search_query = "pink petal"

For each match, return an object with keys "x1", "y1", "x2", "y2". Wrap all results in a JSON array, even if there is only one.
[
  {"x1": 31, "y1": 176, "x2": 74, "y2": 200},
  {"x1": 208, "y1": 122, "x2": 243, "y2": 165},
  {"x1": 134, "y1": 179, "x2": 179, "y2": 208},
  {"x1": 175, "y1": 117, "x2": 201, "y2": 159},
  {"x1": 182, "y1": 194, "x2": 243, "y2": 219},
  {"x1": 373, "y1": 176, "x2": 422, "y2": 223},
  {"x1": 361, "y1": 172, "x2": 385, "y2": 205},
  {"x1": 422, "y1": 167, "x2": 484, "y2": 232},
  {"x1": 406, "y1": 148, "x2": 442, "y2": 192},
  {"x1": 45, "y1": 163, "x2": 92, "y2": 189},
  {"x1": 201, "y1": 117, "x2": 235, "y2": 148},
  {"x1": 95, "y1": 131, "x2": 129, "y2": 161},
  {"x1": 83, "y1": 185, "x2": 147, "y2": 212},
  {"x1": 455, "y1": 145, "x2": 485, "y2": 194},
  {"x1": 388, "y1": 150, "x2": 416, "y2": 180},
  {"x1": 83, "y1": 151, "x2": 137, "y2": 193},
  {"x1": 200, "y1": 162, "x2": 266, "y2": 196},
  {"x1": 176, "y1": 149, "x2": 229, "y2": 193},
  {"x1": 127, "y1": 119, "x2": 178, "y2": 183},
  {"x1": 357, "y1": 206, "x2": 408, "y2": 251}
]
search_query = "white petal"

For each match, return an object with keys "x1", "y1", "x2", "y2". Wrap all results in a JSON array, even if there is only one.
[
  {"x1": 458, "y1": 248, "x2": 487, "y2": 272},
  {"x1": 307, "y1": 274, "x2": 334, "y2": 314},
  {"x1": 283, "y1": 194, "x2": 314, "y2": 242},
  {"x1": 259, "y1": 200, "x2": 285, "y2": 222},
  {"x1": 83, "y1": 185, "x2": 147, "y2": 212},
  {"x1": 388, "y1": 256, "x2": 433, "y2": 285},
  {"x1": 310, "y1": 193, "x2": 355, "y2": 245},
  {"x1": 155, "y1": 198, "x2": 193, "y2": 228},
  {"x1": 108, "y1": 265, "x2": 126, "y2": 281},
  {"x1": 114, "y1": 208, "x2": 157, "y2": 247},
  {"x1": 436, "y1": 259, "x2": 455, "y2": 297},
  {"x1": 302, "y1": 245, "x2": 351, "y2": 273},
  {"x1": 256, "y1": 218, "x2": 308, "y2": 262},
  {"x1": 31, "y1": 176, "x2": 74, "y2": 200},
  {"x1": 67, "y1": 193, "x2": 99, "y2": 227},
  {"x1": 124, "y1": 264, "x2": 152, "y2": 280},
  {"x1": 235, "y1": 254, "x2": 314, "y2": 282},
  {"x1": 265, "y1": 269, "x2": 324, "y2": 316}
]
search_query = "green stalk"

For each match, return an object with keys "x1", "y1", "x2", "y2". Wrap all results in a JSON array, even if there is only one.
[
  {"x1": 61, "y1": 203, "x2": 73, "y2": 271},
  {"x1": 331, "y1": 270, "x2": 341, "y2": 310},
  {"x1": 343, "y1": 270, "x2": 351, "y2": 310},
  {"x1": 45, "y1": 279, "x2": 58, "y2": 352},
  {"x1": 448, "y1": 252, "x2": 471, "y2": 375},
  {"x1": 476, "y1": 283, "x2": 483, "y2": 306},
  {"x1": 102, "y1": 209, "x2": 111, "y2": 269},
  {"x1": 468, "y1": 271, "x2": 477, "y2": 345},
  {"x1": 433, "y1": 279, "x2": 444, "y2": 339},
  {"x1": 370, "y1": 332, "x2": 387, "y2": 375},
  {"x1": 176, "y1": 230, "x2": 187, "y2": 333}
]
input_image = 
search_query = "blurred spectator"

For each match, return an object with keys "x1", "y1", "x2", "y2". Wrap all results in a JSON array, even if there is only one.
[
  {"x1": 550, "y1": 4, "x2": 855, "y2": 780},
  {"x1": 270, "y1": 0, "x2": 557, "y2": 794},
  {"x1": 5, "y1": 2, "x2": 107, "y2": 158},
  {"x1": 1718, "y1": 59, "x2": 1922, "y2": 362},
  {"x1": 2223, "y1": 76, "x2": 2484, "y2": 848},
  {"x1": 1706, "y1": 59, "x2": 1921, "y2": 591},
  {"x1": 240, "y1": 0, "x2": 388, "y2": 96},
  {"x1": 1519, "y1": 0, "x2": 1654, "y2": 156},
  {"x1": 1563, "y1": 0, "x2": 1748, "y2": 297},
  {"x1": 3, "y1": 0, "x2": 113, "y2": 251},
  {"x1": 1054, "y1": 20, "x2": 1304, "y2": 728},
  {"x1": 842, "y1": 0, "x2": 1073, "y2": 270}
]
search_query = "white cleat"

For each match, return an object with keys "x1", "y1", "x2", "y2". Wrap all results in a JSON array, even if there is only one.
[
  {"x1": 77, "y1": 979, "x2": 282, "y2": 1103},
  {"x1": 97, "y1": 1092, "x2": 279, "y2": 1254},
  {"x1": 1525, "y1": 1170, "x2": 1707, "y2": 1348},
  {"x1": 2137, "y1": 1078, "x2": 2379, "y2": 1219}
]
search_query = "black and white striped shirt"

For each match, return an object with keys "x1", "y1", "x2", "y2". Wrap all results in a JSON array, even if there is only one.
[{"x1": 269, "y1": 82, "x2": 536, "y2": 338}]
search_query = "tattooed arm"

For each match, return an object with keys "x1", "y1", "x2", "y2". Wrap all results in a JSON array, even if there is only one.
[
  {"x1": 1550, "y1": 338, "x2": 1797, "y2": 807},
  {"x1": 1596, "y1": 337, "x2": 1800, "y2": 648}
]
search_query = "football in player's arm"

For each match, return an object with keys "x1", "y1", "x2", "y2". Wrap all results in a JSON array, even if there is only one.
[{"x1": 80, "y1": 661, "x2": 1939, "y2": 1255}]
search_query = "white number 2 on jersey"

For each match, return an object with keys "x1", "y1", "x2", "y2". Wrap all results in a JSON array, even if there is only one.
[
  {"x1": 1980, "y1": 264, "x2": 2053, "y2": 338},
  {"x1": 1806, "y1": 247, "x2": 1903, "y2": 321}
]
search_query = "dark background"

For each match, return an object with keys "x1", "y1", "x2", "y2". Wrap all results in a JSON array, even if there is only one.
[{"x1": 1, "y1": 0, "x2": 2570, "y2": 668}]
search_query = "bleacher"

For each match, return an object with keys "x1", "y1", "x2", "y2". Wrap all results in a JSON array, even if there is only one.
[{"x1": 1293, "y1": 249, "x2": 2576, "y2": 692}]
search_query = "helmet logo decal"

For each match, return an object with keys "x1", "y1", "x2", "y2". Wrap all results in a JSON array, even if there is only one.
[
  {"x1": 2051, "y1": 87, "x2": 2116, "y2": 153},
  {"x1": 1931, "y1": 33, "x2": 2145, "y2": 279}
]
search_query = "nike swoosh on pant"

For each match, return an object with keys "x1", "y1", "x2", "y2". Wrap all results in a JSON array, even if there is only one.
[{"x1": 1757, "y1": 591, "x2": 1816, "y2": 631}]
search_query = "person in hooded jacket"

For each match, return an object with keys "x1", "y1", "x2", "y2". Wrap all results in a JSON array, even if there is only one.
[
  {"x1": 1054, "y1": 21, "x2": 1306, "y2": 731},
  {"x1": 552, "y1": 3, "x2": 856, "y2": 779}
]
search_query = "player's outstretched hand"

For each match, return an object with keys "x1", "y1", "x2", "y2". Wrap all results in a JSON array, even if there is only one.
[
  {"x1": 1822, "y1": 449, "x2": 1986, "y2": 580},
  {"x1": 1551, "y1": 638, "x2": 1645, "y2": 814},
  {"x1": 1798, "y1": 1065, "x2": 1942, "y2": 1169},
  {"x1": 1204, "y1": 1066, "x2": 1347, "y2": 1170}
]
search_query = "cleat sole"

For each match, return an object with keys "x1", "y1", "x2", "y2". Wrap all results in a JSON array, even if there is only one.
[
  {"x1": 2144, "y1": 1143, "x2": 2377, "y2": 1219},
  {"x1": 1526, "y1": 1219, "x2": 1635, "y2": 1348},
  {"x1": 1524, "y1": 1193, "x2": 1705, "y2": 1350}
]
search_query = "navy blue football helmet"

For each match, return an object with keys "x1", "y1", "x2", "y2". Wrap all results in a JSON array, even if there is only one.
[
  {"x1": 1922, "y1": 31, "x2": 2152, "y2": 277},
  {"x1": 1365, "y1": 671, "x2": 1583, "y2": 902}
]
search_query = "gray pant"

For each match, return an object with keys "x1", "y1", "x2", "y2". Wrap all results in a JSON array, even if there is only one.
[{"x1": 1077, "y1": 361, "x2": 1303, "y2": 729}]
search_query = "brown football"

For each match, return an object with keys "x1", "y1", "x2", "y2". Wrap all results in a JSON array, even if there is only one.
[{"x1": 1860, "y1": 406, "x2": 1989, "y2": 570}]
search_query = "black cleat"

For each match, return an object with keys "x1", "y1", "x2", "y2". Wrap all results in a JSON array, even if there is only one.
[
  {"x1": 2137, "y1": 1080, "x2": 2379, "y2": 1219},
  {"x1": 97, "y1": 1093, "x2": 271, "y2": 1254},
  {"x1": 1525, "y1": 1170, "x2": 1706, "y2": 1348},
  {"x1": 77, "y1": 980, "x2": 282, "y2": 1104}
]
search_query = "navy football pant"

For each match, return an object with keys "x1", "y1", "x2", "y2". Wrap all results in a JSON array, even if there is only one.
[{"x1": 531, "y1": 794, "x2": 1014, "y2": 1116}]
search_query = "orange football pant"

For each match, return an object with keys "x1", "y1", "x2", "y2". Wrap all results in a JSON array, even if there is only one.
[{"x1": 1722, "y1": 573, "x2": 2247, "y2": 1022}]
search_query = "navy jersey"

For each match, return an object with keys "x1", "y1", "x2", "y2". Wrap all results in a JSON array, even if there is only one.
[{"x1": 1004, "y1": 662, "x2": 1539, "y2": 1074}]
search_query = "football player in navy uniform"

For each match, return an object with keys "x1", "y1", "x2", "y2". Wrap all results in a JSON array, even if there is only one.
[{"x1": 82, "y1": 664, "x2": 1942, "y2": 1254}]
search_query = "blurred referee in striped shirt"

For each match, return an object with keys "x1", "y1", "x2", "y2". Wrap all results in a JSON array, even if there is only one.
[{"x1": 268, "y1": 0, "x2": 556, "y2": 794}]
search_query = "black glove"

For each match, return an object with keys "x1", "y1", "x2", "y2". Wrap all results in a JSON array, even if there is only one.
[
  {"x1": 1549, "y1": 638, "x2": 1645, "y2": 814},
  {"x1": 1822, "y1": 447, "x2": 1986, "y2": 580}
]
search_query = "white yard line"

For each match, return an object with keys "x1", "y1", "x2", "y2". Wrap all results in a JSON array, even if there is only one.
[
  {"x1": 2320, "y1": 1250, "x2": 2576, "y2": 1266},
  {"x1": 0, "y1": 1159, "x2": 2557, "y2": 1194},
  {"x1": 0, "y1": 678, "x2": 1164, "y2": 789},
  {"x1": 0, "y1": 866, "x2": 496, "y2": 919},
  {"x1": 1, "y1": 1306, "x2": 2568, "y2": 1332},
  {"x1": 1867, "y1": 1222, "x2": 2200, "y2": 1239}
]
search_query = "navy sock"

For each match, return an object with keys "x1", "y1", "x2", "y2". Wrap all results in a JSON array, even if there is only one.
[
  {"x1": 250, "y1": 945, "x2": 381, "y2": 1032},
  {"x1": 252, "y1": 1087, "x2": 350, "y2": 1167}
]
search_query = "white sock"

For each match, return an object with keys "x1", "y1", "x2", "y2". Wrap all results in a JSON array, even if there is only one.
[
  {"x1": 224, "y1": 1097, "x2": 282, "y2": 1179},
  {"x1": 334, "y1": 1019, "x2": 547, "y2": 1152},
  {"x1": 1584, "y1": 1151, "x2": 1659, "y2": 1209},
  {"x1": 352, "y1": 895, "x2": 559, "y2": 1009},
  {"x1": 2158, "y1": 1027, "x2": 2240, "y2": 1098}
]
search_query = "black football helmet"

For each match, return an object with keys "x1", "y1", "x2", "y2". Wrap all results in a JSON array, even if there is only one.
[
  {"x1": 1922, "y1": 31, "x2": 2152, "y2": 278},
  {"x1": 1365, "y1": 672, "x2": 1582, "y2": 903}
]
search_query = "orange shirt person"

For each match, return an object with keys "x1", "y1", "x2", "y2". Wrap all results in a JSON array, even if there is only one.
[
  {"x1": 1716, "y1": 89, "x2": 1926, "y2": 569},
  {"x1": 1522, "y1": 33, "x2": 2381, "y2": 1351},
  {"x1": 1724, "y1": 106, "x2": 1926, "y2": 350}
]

==================================================

**About this task**.
Single out each line of the records above with the string "person" in it, and copy it.

**Response for this exercise**.
search_query = "person in hooded jacket"
search_query = "orange shirt person"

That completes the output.